Supplied information:
*****

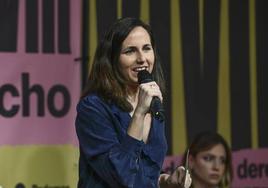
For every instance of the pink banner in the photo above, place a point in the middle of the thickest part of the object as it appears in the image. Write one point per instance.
(40, 81)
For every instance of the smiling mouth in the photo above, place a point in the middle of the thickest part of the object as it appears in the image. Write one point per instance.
(138, 69)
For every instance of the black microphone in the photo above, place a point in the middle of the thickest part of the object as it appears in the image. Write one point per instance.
(156, 107)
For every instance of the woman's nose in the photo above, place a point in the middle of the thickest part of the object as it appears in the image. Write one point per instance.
(216, 164)
(141, 58)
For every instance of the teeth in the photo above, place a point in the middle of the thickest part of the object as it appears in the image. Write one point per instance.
(139, 69)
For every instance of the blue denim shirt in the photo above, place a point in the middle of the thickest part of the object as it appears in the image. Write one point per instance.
(109, 157)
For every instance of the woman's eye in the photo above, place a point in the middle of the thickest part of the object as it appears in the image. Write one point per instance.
(129, 51)
(223, 160)
(147, 48)
(207, 158)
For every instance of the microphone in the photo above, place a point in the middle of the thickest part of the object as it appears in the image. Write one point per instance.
(156, 107)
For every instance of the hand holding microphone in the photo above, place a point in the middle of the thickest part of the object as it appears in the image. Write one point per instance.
(156, 107)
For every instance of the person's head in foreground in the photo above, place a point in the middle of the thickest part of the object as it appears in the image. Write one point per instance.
(127, 46)
(210, 161)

*****

Prompt: Transcribe the listing in full and omit the pictures.

The result:
For every instance of the pink banner in the photo above, place a point in the middle of the thickest part of the object as it appears in the image. Write one point per instance.
(40, 81)
For every instance of the smiling mouth in the photo above, place a point in the middle of the thickest part of the object as it appears in the image. Write one point per instance.
(138, 69)
For every instance of the black microphone in the photo above, place a point in the middle of the thickest part of the object as it appears in the image. Write one point per instance.
(156, 107)
For every instance of the woman's nose in the photo above, place a point in the middle of the thickest part of the object as it appears in the image. Write one point per instance.
(216, 164)
(141, 58)
For every instance of the teeth in the photo above, place a point in the middle of the thickest part of the object as it appears in the image. Write one point per instance.
(139, 69)
For every instance of the blue denim shirt in the photo above, place a point in the middle of the thickest part of the object as it appears in the image. Write one point per instance.
(109, 157)
For every instance of the woman's eye in the photo above, place a point in the middle of the thickest part of the object as it appears in the image. Write one point per instance.
(129, 51)
(223, 160)
(147, 48)
(207, 158)
For every instance of the microphone in the photo above, place a point in the middle of the thickest part of the object as it appears in the image. Write one point per instance.
(156, 107)
For every instance of the hand holding microphone in the photo above, place a point in the middle of the thickest part of the object as it appears in the image. Write one point per instance.
(156, 107)
For every instance of the person's head in foreground in the photo above, place a point in the middle of the thickest part of the object as it appears in the image. Write one point per instance.
(127, 46)
(210, 161)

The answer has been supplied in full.